- [Required work]:
Can you give the lines in the records below, from the line containing "stalk. Provide the bounding box" up to and including the line containing "[59,45,95,144]", as a JSON list of strings with one string per line and blank lines omitted?

- [Record extracts]:
□ □ □

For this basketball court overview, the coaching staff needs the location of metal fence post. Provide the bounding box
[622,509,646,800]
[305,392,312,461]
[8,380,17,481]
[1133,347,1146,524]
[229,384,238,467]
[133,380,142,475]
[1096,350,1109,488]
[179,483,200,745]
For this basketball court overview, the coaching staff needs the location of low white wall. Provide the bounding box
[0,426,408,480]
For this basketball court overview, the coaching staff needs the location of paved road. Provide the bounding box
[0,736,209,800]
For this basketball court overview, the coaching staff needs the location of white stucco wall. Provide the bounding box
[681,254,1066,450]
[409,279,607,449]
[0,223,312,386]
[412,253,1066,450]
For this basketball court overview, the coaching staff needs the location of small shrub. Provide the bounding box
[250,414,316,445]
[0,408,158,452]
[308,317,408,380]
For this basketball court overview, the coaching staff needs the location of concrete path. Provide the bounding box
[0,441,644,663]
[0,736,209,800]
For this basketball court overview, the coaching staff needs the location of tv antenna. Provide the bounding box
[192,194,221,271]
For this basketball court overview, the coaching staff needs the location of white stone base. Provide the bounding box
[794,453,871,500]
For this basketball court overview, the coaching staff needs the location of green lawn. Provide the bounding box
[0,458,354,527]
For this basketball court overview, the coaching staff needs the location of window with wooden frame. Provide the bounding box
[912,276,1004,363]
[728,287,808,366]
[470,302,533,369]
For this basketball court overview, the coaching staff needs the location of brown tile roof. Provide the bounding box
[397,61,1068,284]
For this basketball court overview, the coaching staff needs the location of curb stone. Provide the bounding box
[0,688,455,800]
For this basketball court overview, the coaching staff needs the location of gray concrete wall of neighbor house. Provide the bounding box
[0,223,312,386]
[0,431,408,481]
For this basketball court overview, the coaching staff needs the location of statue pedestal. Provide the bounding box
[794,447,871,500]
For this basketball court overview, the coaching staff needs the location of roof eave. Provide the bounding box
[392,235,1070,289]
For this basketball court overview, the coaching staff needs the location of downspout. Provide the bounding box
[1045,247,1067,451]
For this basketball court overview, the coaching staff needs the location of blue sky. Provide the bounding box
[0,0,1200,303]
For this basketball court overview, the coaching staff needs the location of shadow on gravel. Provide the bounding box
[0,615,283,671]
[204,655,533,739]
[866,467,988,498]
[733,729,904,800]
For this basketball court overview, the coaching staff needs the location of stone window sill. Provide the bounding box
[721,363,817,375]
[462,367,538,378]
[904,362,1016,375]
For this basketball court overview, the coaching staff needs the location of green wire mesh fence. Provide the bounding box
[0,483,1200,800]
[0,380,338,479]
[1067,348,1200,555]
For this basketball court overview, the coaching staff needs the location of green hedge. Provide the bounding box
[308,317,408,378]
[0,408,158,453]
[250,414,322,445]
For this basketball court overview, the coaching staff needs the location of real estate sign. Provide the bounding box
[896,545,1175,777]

□ □ □

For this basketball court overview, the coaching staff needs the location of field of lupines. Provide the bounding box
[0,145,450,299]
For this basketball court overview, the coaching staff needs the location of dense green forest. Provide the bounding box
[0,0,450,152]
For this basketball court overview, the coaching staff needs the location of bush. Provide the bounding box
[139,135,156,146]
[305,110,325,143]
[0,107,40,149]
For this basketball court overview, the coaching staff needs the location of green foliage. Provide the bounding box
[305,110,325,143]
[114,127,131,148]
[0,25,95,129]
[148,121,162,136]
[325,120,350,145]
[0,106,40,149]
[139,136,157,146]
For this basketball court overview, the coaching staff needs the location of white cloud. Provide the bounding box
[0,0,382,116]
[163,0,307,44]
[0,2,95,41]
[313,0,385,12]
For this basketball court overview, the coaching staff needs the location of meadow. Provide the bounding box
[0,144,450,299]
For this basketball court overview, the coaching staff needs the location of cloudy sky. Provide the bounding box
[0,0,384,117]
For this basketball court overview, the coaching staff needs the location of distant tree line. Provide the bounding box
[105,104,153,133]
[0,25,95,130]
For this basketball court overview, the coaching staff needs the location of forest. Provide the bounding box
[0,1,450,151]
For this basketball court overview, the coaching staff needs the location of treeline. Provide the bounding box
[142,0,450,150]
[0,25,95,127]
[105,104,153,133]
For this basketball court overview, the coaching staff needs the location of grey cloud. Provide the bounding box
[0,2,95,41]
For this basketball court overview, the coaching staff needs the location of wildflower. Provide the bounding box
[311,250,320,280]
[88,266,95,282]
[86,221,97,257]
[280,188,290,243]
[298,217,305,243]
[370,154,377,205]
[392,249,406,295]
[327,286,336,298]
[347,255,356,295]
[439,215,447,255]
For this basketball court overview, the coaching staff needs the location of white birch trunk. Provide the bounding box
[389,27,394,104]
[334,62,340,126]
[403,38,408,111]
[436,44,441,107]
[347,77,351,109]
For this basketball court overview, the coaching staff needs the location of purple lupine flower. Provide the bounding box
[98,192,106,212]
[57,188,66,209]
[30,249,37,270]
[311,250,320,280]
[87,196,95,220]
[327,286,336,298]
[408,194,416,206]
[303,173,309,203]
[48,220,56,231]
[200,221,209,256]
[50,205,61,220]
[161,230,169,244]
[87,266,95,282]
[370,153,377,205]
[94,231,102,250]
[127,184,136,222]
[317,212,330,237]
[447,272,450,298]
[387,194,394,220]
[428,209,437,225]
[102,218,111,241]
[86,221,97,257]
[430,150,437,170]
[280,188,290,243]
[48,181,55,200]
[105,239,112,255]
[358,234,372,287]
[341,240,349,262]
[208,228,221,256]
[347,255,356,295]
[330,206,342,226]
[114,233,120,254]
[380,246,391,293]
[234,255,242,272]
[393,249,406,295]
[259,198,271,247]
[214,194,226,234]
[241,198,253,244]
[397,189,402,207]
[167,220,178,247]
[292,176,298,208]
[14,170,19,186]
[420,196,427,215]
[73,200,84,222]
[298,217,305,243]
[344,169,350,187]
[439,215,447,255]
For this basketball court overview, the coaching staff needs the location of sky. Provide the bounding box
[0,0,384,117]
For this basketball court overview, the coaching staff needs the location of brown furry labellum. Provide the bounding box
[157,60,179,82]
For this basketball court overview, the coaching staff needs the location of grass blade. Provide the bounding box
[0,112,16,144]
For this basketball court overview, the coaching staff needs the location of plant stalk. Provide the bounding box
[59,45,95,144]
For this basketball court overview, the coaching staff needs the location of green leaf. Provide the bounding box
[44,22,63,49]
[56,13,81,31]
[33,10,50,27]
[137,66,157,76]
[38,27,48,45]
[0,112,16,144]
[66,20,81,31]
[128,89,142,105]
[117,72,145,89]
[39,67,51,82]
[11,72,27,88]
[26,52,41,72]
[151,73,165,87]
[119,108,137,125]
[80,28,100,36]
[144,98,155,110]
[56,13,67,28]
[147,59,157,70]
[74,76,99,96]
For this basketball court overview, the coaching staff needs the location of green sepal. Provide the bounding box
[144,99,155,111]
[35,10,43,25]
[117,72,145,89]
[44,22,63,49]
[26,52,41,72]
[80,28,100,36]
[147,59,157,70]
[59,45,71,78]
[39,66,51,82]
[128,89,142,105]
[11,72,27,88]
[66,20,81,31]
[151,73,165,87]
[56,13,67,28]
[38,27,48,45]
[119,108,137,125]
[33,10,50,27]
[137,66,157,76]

□ □ □

- [Exercise result]:
[
  "For this basketball court overview, the coaching staff needs the location of plant stalk. Provide the bounding box",
  "[59,45,95,144]"
]